### THE TASK
Retype every line of the records below word for word, leaving the pictures out.
SUPPLIED DATA start
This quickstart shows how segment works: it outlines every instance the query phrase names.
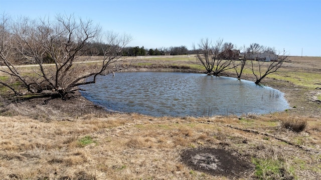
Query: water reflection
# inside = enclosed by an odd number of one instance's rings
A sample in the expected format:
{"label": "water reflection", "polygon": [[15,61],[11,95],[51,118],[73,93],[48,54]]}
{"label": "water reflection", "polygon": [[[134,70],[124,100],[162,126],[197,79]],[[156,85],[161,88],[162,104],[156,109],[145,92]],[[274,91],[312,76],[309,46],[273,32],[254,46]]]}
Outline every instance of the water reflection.
{"label": "water reflection", "polygon": [[288,108],[278,90],[200,74],[117,73],[81,88],[84,97],[107,109],[154,116],[263,114]]}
SUPPLIED DATA end
### SOLVED PROBLEM
This quickstart shows how segment works: it outlines every instance the query phrase names.
Query: water reflection
# inside = enclosed by an odd number of one instance's rings
A sample in the expected format:
{"label": "water reflection", "polygon": [[15,61],[11,95],[51,118],[73,93],[48,54]]}
{"label": "water reflection", "polygon": [[[134,70],[124,100],[162,126],[197,79]],[[156,85],[161,88],[162,104],[156,109],[145,92]],[[274,91],[312,76],[309,46],[273,32],[254,46]]]}
Outline every instance of the water reflection.
{"label": "water reflection", "polygon": [[288,108],[278,90],[200,74],[117,73],[81,88],[84,97],[107,109],[154,116],[263,114]]}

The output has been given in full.